---------- Exercise data

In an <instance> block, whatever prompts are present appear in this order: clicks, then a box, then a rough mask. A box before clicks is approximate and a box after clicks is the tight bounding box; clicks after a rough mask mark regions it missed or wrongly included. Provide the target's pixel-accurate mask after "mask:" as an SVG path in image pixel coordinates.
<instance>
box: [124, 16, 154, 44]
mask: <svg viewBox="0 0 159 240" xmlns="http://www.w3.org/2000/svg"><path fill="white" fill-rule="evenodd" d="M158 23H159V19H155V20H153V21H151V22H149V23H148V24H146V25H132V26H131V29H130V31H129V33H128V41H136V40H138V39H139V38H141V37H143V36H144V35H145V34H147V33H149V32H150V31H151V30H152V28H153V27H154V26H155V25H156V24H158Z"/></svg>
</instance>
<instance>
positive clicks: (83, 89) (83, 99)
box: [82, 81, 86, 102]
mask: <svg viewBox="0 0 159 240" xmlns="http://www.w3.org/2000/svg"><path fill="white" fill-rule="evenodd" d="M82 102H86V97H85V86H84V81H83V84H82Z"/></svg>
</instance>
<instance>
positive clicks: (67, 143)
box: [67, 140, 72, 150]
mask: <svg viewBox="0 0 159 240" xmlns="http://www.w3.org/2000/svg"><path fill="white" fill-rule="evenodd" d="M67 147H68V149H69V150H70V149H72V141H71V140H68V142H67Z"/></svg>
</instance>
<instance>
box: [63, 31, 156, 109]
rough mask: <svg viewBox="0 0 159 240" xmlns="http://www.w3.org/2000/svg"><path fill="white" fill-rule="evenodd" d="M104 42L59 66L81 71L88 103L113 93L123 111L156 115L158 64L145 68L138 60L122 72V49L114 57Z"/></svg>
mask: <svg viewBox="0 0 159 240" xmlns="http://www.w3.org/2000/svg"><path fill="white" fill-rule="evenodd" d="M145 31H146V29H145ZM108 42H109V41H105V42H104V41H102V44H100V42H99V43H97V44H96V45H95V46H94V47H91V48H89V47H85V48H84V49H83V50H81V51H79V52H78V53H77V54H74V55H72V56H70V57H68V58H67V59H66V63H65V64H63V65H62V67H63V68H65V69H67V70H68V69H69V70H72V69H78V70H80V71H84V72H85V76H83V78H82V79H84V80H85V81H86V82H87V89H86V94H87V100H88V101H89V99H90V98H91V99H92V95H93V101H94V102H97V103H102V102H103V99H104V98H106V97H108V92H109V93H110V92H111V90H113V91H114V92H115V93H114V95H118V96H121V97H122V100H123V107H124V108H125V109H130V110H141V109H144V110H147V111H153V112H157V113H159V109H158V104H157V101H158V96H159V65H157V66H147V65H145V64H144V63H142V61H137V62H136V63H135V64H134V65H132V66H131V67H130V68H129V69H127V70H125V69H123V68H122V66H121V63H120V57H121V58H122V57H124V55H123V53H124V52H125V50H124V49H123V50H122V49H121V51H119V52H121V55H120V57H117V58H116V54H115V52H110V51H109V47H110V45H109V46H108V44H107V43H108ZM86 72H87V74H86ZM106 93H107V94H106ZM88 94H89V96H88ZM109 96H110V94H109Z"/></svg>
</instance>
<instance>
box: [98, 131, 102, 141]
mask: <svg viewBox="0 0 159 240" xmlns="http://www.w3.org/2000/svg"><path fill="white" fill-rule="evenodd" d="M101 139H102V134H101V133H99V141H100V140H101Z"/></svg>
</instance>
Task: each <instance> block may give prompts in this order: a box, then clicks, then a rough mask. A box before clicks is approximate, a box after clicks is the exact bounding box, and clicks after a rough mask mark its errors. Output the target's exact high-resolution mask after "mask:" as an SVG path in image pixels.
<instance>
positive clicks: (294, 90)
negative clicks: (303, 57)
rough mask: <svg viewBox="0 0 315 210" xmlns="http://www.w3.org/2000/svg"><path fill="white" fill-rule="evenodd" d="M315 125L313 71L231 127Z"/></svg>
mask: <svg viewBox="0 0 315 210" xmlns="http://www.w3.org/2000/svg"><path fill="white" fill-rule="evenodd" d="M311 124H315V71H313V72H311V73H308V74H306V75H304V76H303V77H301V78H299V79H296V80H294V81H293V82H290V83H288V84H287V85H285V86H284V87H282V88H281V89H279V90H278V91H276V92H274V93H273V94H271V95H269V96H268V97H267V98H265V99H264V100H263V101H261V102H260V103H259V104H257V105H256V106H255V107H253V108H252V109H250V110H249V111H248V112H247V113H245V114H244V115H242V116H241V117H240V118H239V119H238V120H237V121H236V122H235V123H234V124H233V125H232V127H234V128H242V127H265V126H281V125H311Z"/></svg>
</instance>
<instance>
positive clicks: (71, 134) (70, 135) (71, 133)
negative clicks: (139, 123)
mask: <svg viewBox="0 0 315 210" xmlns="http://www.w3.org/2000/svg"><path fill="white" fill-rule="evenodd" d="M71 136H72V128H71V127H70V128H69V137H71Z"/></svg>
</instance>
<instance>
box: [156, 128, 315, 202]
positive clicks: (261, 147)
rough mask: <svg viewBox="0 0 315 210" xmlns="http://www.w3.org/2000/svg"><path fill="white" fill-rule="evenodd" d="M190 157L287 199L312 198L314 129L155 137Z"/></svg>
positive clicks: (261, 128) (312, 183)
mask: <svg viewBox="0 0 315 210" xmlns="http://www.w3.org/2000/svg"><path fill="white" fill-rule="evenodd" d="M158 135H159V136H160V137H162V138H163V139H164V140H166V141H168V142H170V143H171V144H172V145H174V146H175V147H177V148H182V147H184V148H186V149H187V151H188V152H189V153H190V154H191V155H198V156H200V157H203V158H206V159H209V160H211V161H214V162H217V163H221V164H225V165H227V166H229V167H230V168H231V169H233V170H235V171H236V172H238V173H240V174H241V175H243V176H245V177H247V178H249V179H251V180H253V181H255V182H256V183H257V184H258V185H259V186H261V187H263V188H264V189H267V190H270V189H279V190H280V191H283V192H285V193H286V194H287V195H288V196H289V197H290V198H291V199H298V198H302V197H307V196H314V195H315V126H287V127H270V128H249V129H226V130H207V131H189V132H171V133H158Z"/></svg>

--------------------

> Problem:
Retype the entries exactly; leave nothing out.

> Result below:
In an <instance> block, whatever prompts are present appear in this order: clicks, then a box, then a rough mask. A box before clicks is approximate and a box after clicks is the tight bounding box; clicks after a rough mask mark regions it missed or wrongly included. Provide the target's pixel-accurate mask after "mask:" as an SVG path in image pixel coordinates.
<instance>
box: [124, 16, 154, 44]
mask: <svg viewBox="0 0 159 240" xmlns="http://www.w3.org/2000/svg"><path fill="white" fill-rule="evenodd" d="M158 23H159V19H155V20H153V21H151V22H149V23H148V24H146V25H132V26H131V29H130V31H129V33H128V41H136V40H138V39H139V38H141V37H143V36H144V35H145V34H147V33H149V32H150V31H151V30H152V28H153V27H154V26H155V25H156V24H158Z"/></svg>
</instance>
<instance>
positive clicks: (83, 89) (83, 99)
box: [82, 81, 86, 102]
mask: <svg viewBox="0 0 159 240" xmlns="http://www.w3.org/2000/svg"><path fill="white" fill-rule="evenodd" d="M82 102H86V97H85V86H84V81H83V84H82Z"/></svg>
</instance>
<instance>
positive clicks: (67, 143)
box: [67, 140, 72, 150]
mask: <svg viewBox="0 0 159 240" xmlns="http://www.w3.org/2000/svg"><path fill="white" fill-rule="evenodd" d="M67 147H68V149H69V150H70V149H72V141H71V140H68V142H67Z"/></svg>
</instance>
<instance>
box: [63, 31, 156, 109]
rough mask: <svg viewBox="0 0 159 240" xmlns="http://www.w3.org/2000/svg"><path fill="white" fill-rule="evenodd" d="M104 42L59 66L81 71L88 103L113 93L123 111L156 115L158 64L145 68L138 60L122 72V49L114 57Z"/></svg>
mask: <svg viewBox="0 0 159 240" xmlns="http://www.w3.org/2000/svg"><path fill="white" fill-rule="evenodd" d="M145 31H146V29H145ZM108 42H109V41H105V42H104V41H102V44H100V42H99V43H97V44H96V45H95V46H94V47H91V48H89V47H85V48H84V49H83V50H81V51H79V52H78V53H77V54H74V55H72V56H70V57H68V58H67V59H66V63H65V64H63V65H62V67H63V68H65V69H67V70H68V69H69V70H72V69H78V70H80V71H84V72H85V76H83V78H82V79H84V80H85V81H86V82H87V89H86V94H87V100H88V101H89V99H90V98H91V99H92V95H93V101H94V102H97V103H102V102H103V99H104V98H106V97H108V92H109V93H110V92H111V90H113V91H114V92H115V93H114V95H118V96H121V97H122V100H123V107H124V108H125V109H130V110H141V109H144V110H147V111H153V112H157V113H159V109H158V104H157V101H158V96H159V65H157V66H147V65H145V64H144V63H142V61H137V62H136V63H135V64H134V65H132V66H131V67H130V68H129V69H127V70H125V69H123V68H122V66H121V63H120V57H121V58H122V57H124V55H123V53H124V52H125V50H124V49H123V50H122V49H121V51H119V52H121V55H120V57H117V58H116V54H115V52H110V51H109V47H110V45H109V46H108V44H107V43H108ZM86 72H87V74H86ZM106 93H107V94H106ZM88 94H89V96H88ZM109 96H110V94H109Z"/></svg>
</instance>
<instance>
box: [98, 131, 102, 141]
mask: <svg viewBox="0 0 159 240" xmlns="http://www.w3.org/2000/svg"><path fill="white" fill-rule="evenodd" d="M101 139H102V134H101V133H99V141H100V140H101Z"/></svg>
</instance>
Task: each <instance> block may give prompts in this order: a box, then clicks, then a rough mask. A box before clicks is approximate, a box after clicks is the exact bounding box, and clicks after a rough mask mark its errors. Output the target's exact high-resolution mask after "mask:" as an SVG path in image pixels.
<instance>
positive clicks: (294, 90)
negative clicks: (303, 57)
rough mask: <svg viewBox="0 0 315 210" xmlns="http://www.w3.org/2000/svg"><path fill="white" fill-rule="evenodd" d="M315 125L313 71L231 127Z"/></svg>
mask: <svg viewBox="0 0 315 210" xmlns="http://www.w3.org/2000/svg"><path fill="white" fill-rule="evenodd" d="M311 124H315V71H313V72H311V73H308V74H306V75H304V76H303V77H301V78H299V79H296V80H294V81H293V82H290V83H288V84H287V85H285V86H284V87H282V88H281V89H279V90H278V91H276V92H274V93H273V94H271V95H269V96H268V97H267V98H265V99H264V100H263V101H261V102H260V103H259V104H257V105H256V106H255V107H253V108H252V109H250V110H249V111H248V112H247V113H245V114H244V115H242V116H241V117H240V118H239V119H238V120H237V121H236V122H235V123H234V124H233V125H232V127H234V128H242V127H265V126H281V125H311Z"/></svg>
</instance>
<instance>
positive clicks: (71, 134) (70, 135) (71, 133)
negative clicks: (139, 123)
mask: <svg viewBox="0 0 315 210" xmlns="http://www.w3.org/2000/svg"><path fill="white" fill-rule="evenodd" d="M71 136H72V128H71V127H70V128H69V137H71Z"/></svg>
</instance>
<instance>
box: [156, 128, 315, 202]
positive clicks: (261, 147)
rough mask: <svg viewBox="0 0 315 210" xmlns="http://www.w3.org/2000/svg"><path fill="white" fill-rule="evenodd" d="M190 157L287 199L312 198L314 129L155 137Z"/></svg>
positive clicks: (261, 128) (312, 183)
mask: <svg viewBox="0 0 315 210" xmlns="http://www.w3.org/2000/svg"><path fill="white" fill-rule="evenodd" d="M158 135H159V136H160V137H162V138H163V139H164V140H166V141H168V142H170V143H171V144H172V145H174V146H175V147H177V148H182V147H184V148H186V149H187V151H188V152H189V153H190V154H191V155H198V156H200V157H203V158H206V159H209V160H211V161H214V162H217V163H221V164H225V165H227V166H229V167H230V168H231V169H233V170H235V171H236V172H238V173H240V174H241V175H243V176H245V177H247V178H249V179H251V180H253V181H255V182H256V183H257V184H258V185H259V186H261V187H263V188H264V189H267V190H270V189H279V190H280V191H283V192H285V193H286V194H287V195H288V196H289V197H290V198H291V199H298V198H302V197H307V196H314V195H315V126H287V127H270V128H249V129H226V130H207V131H189V132H171V133H158Z"/></svg>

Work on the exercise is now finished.